> _OBJECTIVE_
Put every line of the records below into a Markdown table with the columns "Row" and "Line", numbering each row and skipping blank lines. Leave the pictures out.

> _ENTRIES SHOWN_
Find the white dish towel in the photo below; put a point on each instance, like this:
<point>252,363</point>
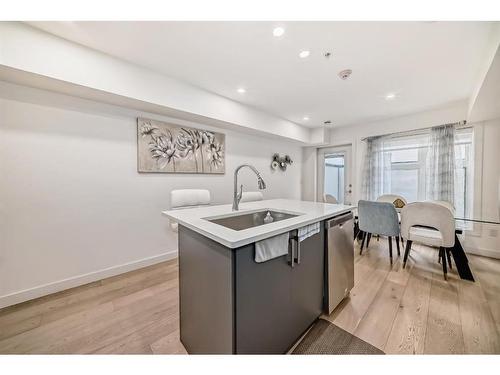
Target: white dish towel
<point>271,248</point>
<point>308,231</point>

> _SOLUTION_
| Row | Line |
|---|---|
| 1 | Find the white dish towel in the photo below; put a point on each instance, like this: |
| 2 | <point>252,363</point> |
| 3 | Target: white dish towel |
| 4 | <point>271,248</point> |
| 5 | <point>308,231</point> |